• **GOAL**: Could you repeat the listing below with "integer pixel coordinates" swapped for "whole-number pixel coordinates" everywhere it occurs, leaving everything else unchanged and omitting the pictures?

Stored items
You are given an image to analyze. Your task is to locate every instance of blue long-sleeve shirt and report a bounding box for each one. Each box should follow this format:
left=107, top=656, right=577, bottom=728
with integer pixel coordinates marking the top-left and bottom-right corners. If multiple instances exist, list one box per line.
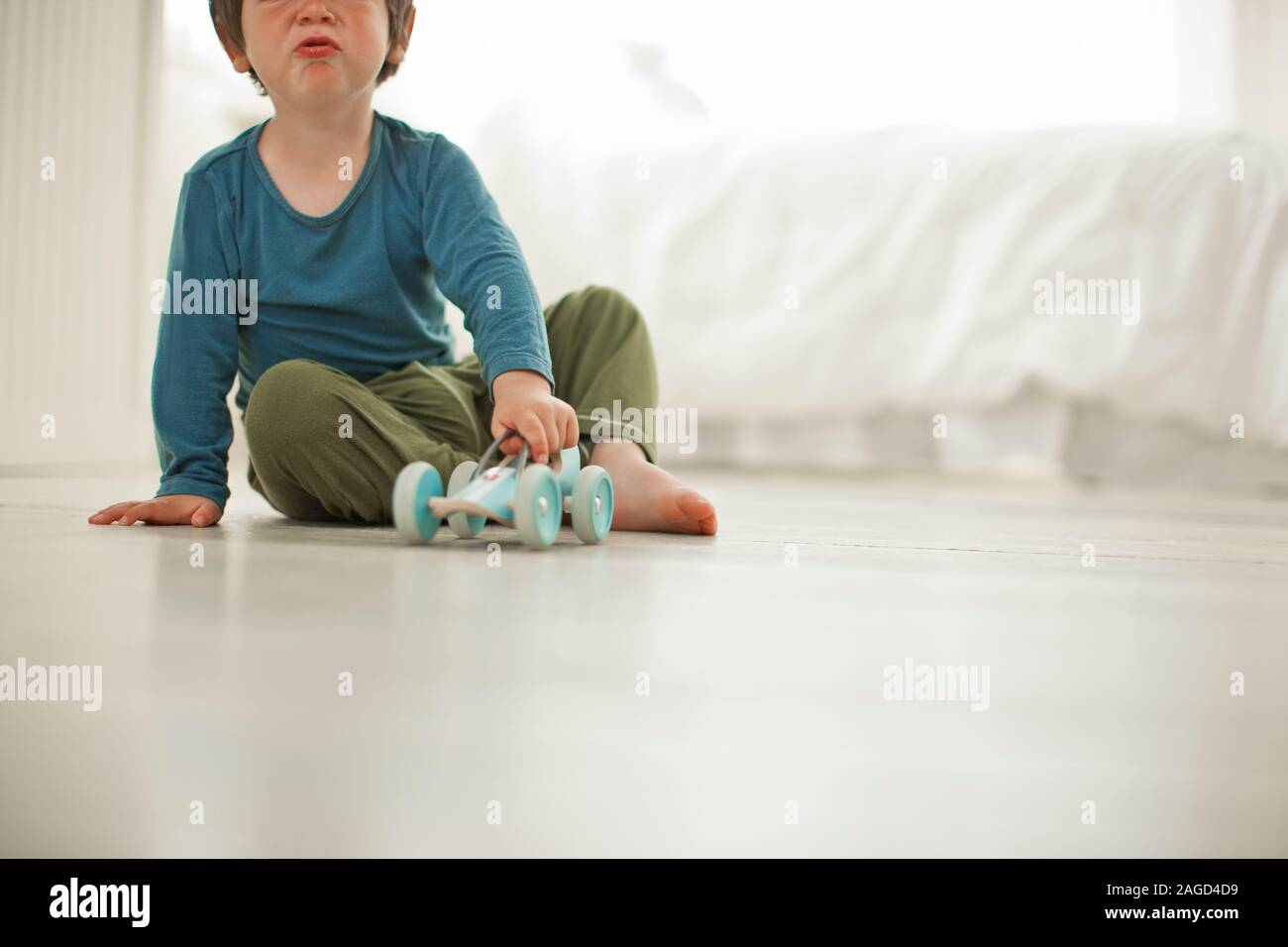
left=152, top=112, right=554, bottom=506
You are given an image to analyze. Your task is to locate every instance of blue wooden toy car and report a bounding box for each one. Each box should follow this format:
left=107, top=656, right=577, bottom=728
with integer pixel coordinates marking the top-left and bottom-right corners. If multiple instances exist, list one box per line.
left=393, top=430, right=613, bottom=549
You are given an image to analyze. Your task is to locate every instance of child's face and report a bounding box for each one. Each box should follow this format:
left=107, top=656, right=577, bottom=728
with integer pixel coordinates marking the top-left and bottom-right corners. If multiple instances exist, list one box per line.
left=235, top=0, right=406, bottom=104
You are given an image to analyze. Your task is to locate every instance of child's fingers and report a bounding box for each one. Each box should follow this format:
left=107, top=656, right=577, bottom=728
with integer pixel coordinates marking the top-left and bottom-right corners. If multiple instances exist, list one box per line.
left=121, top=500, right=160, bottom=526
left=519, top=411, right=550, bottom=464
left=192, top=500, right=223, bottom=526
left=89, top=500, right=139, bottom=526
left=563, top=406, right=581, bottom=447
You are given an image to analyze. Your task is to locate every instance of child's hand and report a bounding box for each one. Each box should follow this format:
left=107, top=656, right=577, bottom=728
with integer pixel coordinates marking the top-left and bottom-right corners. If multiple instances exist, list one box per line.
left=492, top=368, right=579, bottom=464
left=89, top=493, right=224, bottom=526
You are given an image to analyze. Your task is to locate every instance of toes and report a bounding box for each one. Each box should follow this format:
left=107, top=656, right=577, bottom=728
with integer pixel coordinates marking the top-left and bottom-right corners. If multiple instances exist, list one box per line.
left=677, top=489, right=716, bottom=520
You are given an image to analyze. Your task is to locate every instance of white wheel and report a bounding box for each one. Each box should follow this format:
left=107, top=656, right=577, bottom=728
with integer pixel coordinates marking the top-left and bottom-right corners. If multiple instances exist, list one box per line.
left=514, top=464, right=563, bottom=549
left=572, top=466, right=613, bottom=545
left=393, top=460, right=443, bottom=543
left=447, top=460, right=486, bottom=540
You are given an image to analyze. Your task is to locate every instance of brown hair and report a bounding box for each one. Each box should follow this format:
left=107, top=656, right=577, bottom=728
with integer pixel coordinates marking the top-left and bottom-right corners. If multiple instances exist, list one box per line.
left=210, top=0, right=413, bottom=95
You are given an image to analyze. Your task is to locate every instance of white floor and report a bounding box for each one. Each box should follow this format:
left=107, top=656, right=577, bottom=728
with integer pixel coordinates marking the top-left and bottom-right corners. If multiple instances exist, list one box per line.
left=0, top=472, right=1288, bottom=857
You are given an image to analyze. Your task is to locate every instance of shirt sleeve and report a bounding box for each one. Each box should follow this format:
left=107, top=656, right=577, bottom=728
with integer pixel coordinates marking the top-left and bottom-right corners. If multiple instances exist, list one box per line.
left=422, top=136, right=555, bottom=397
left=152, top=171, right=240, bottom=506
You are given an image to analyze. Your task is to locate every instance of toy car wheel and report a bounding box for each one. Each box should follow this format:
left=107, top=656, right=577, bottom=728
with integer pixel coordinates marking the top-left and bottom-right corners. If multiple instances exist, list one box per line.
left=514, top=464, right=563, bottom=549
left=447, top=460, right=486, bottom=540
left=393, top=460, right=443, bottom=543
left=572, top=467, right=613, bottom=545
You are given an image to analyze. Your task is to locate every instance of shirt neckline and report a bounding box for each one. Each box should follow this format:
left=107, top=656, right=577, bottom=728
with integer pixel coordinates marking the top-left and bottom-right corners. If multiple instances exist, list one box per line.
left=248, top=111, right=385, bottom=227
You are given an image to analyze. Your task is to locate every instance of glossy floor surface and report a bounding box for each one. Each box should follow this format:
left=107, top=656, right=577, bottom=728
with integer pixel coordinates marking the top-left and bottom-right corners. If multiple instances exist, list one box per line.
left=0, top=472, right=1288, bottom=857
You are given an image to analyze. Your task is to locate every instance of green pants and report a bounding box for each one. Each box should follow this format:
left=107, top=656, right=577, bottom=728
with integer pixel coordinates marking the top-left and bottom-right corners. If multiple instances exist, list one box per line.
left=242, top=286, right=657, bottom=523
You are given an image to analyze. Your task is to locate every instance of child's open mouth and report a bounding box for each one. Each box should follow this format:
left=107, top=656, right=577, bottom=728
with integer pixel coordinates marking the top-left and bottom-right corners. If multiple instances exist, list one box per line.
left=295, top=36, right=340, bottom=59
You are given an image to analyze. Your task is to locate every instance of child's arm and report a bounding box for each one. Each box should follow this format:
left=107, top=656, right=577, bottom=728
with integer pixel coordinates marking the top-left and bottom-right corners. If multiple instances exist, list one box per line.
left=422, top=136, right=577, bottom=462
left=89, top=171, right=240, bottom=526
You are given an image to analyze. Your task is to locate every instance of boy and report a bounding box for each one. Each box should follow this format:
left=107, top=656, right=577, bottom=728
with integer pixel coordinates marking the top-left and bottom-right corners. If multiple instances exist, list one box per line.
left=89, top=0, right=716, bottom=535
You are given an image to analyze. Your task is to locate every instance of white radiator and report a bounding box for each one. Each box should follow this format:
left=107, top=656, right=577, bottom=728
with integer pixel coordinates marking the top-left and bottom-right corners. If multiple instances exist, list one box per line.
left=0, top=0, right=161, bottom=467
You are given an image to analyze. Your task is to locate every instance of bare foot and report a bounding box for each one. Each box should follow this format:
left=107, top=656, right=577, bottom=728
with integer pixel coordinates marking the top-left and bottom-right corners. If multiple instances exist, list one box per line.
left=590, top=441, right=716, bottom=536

• **REPLY TO THE TASK**:
You are given an image to analyze. Your task is to locate every instance of blue long-sleeve shirt and report a bounding box for each one. Each box should follow this format:
left=107, top=656, right=577, bottom=728
with whole-number pixel coordinates marking the top-left and bottom-right corners. If multiple instances exist, list one box per line.
left=152, top=112, right=554, bottom=506
You are given an image to analyze. Your task is to locate every instance of blue wooden toy car and report a bounding box for each one. Each box should follow this format:
left=107, top=656, right=577, bottom=728
with whole-number pixel coordinates marking the top-left and bottom-right corners. If multiple instances exist, list one box per line.
left=393, top=430, right=613, bottom=549
You are given an image to analyze. Your task is to locate every instance of child's face and report a bounding box for each one. Each box should follow this format:
left=107, top=656, right=577, bottom=728
with whole-number pixel coordinates marking the top-left and bottom-right corners. If multiple instances exist, list one box per line.
left=235, top=0, right=406, bottom=104
You are given an image to analyze. Your task is to locate every instance of child's fingers and report a bounding box for each one. Each box should follow this format:
left=107, top=656, right=577, bottom=728
with whole-number pixel coordinates marking the top-left and bottom-right corners. If multiple instances exist, list one box per line.
left=121, top=500, right=160, bottom=526
left=519, top=411, right=550, bottom=464
left=192, top=500, right=223, bottom=526
left=89, top=500, right=139, bottom=526
left=563, top=406, right=581, bottom=447
You are given an image to analyze. Your task is to locate every instance of child's hand and report a bounding box for each one. Each box should follow this format:
left=107, top=656, right=577, bottom=728
with whole-number pixel coordinates marking the top-left and bottom-right corners. If multiple instances exist, list one box per line.
left=492, top=368, right=579, bottom=464
left=89, top=493, right=224, bottom=526
You are given an image to analyze. Your task is to locate every instance of toes and report a bounding box for each one. Each box should follow this format:
left=107, top=656, right=577, bottom=728
with whole-number pixel coordinates marking the top-left and bottom-right corners. If multiple instances exist, list one box per line.
left=677, top=489, right=716, bottom=520
You are given an image to analyze. Your task is to locate every instance of white wheel and report a bounding box for each one. Each box should follow this format:
left=107, top=656, right=577, bottom=728
with whole-number pixel coordinates marking the top-left and bottom-right corners. If multiple instances exist, list one box per line.
left=514, top=464, right=563, bottom=549
left=572, top=466, right=613, bottom=545
left=393, top=460, right=443, bottom=543
left=447, top=460, right=486, bottom=540
You are given an image to analyze. Your task is to locate every instance of brown hair and report a bounding box for each one. Each box should follow this format:
left=107, top=656, right=577, bottom=728
with whole-number pixel coordinates marking the top-left and bottom-right corners. If multiple instances exist, list one box per line.
left=210, top=0, right=413, bottom=95
You are given an image to analyze. Your task is to locate every instance of white floor and report a bounding box for each one. Each box should follow this format:
left=107, top=656, right=577, bottom=728
with whole-number pixel coordinates marking the top-left and bottom-right corners. If multiple instances exist, list one box per line.
left=0, top=472, right=1288, bottom=857
You are given an image to analyze. Your task is to locate every instance of shirt sleeve and report a bounding box for each one. Each box should follow this format:
left=107, top=656, right=577, bottom=728
with whole-number pixel coordinates marking the top-left and bottom-right corners. If multiple instances exist, list one box per line.
left=422, top=136, right=555, bottom=397
left=152, top=171, right=240, bottom=506
You are given an image to analyze. Your task is to locate every instance of toy car wheel and report a bounding box for each one. Each box should follow this format:
left=107, top=656, right=577, bottom=728
with whole-number pixel coordinates marking the top-left and bottom-right corners. If multiple instances exist, list one box per line.
left=514, top=464, right=563, bottom=549
left=447, top=460, right=486, bottom=540
left=393, top=460, right=443, bottom=543
left=572, top=467, right=613, bottom=545
You are given an image to analyze. Your task is to locate every instance of shirt neckline and report a bounding box for each one. Each box should follow this format:
left=107, top=656, right=577, bottom=728
with whole-number pixel coordinates marking the top-left and bottom-right corners. If multiple instances exist, list one box per line.
left=248, top=111, right=385, bottom=227
You are given an image to analyze. Your task is to locate every instance of glossy floor surface and report a bounding box for each one. Each box should follow this format:
left=107, top=656, right=577, bottom=728
with whole-number pixel coordinates marking the top-left and bottom-right corners. If multiple instances exist, list one box per line.
left=0, top=472, right=1288, bottom=857
You are given an image to analyze. Your task is to locate every instance of green pants and report a bounding box for each one. Each box should follow this format:
left=107, top=656, right=577, bottom=728
with whole-number pixel coordinates marking the top-left and bottom-right corners. If multiple instances exist, list one box per line.
left=242, top=286, right=657, bottom=523
You are given an image to analyze. Your task is to locate every instance of child's open mouth and report a bounding box for each one. Each box should follow this format:
left=107, top=656, right=577, bottom=728
with whole-number pixel coordinates marking the top-left and bottom-right corners. If multiple instances exist, list one box per line.
left=295, top=36, right=340, bottom=59
You are given an image to analyze. Your task is to locate every instance of child's arm and report a bounding box for each one. Each box should follow this format:
left=107, top=656, right=577, bottom=728
with whole-number pixel coordinates marking the top-left and bottom-right corners. If multiple instances exist, list one box per line.
left=422, top=136, right=577, bottom=462
left=89, top=171, right=240, bottom=526
You are given an image to analyze. Your task is to locate every instance of boy and report a bounding box for each one. Each box should follow this format:
left=107, top=656, right=577, bottom=728
with whole-number pixel coordinates marking the top-left and bottom-right corners. If multiple instances exist, list one box per line.
left=89, top=0, right=716, bottom=535
You are given an image to analyze. Your task is to locate every instance of white radiator and report a bounding box for each one. Each box should follow this format:
left=107, top=656, right=577, bottom=728
with whole-number pixel coordinates marking the top-left and bottom-right corners. If multiple instances exist, list one box per line.
left=0, top=0, right=161, bottom=467
You are given an image to analyze. Your task is to locate every instance of bare foot and report a bounding box for each one. Each box should follow this format:
left=107, top=656, right=577, bottom=728
with whole-number pixel coordinates marking the top-left and bottom-right corners. If multiple instances exist, list one box per line.
left=590, top=441, right=716, bottom=536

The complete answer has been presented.